● WRITTEN TASK 1
According to the master magic race thread, when does Round 1 end?
● WRITTEN TASK 2
Give a continuation of the master magic race thread, starting right after its last line.

# Race to sub 4 on master magic.



## guinepigs rock (May 25, 2011)

Round 1 ends Monday 30th at 8pm
Must do 12 solves be honest and just have fun with this.


----------



## guinepigs rock (May 25, 2011)

*Round 1 average 5.51
5.96, 5.22, 4.73, 6.01, 5.15, 7.25, 4.89, 4.65, 5.64, 5.13, 7.37, 5.10*


----------



## EricReese (May 25, 2011)

lol


----------



## danthecuber (May 25, 2011)

1) There's way too many races
2) Out of all of them, this is the worst by far


----------



## guinepigs rock (May 25, 2011)

danthecuber said:


> 1) There's way too many races
> 2) Out of all of them, this is the worst by far


Ok should I delete it


----------



## vcuber13 (May 25, 2011)

yes and you cant


----------



## AJ Blair (May 25, 2011)

danthecuber said:


> 1) There's way too many races
> 2) Out of all of them, this is the worst by far



3) These scrambles are way too easy


----------



## sub_zero1983 (May 25, 2011)

waaahhhh waaahhhh wahhh...too many race's...who care's:fp. Besides, she didn't say "you had to compete in this race" its just for fun.
Isn't helping new cubers and the more experienced cubers one of the points of the forum:confused:. Sometimes I wonder how old most of these member's are.


----------



## JonnyWhoopes (May 25, 2011)

sub_zero1983 said:


> waaahhhh waaahhhh wahhh...too many race's...who care's:fp. Besides, she didn't say "you had to compete in this race" its just for fun.

● SUPPLIED DATA
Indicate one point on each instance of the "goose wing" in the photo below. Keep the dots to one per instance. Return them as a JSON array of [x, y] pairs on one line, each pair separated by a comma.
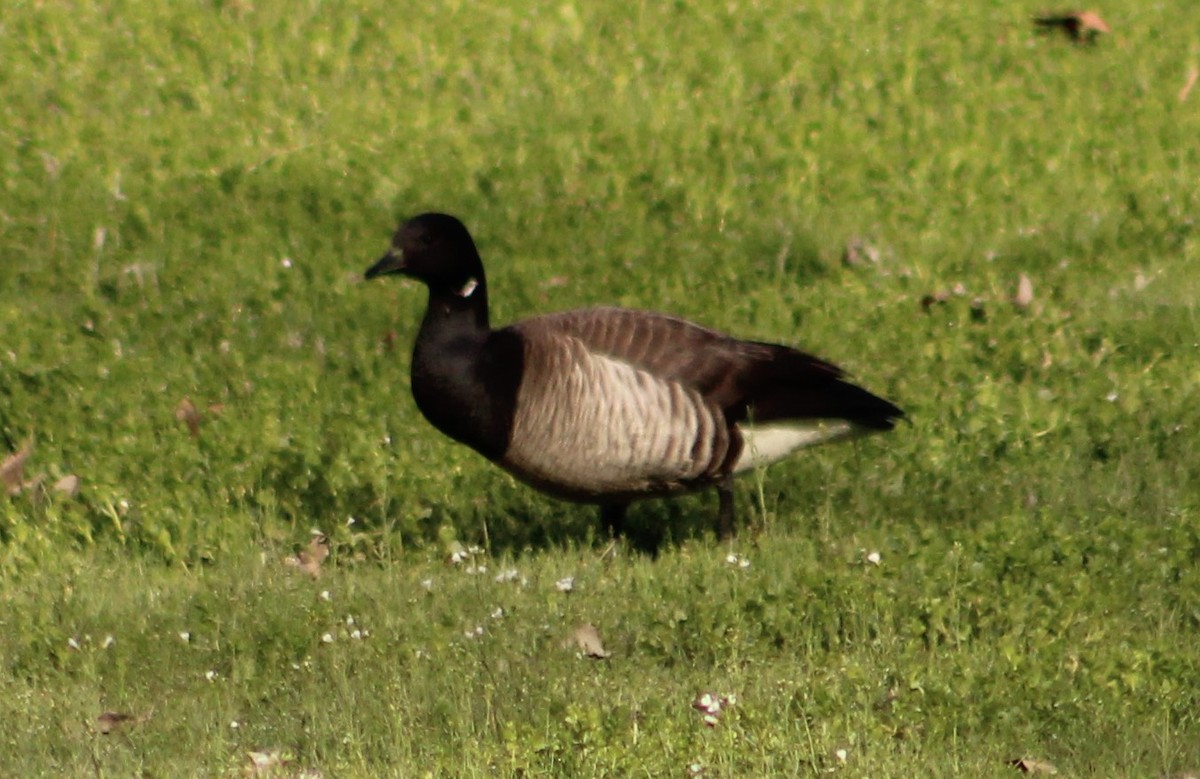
[[743, 378]]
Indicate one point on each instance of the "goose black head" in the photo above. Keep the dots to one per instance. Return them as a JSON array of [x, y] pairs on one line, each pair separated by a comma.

● FINAL RESULT 1
Round 1 ends Monday the 30th at 8pm.

● FINAL RESULT 2
> Isn't helping new cubers and the more experienced cubers one of the points of the forum:confused:. Sometimes I wonder how old most of these member's are.


 
Older than your grammar and communication skills appear to indicate.


----------



## Jedi5412 (May 25, 2011)

I had a feeling a magic race would be made


----------



## emolover (May 25, 2011)

Jedi5412 said:


> I had a feeling a magic race would be made


 
Yet there is not a normal magic race.


----------



## James Ludlow (May 25, 2011)

Nice thead. 

I think this really should be sub3 though. 

I'm gonna join this thead using Stefan's method and the othe other ooms way.


----------



## EricReese (May 25, 2011)

JonnyWhoopes said:


> Older than your grammar and communication skills appear to indicate.



lol'd hard


----------



## OMGitsSolved (May 25, 2011)

I laughed when I saw this thread come up. An hour later I started reading it and it made me laugh more that it was by_ "her"_. When I continued to pursue my thoughts on this somewhat hilarious idea I find no one had posted results of them actually doing it. I laughed yet again.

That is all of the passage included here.